Task instructions: Return every one of the rows below word for word, with no changes.

[Annotation records]

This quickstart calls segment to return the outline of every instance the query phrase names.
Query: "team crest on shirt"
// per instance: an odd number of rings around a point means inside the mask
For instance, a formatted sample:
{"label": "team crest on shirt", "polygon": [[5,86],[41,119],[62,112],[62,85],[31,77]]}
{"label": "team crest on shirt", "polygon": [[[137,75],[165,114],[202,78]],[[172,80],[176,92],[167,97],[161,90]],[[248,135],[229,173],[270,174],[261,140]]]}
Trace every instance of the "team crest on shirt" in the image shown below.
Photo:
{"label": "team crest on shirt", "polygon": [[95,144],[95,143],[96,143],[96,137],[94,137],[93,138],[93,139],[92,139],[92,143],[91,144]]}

Reply:
This quickstart calls segment to return the outline of every instance the query phrase names.
Query: "team crest on shirt"
// per instance: an odd number of rings around a point means inside the mask
For instance, a formatted sample:
{"label": "team crest on shirt", "polygon": [[5,86],[41,119],[62,112],[62,85],[31,77]]}
{"label": "team crest on shirt", "polygon": [[[137,75],[165,114],[202,78]],[[172,80],[176,92],[167,97],[161,90]],[[248,135],[229,173],[270,174],[261,140]]]}
Trace every instance of the "team crest on shirt" in the image shown below.
Photo:
{"label": "team crest on shirt", "polygon": [[95,144],[95,143],[96,143],[96,137],[94,137],[93,138],[93,139],[92,139],[92,143],[91,144]]}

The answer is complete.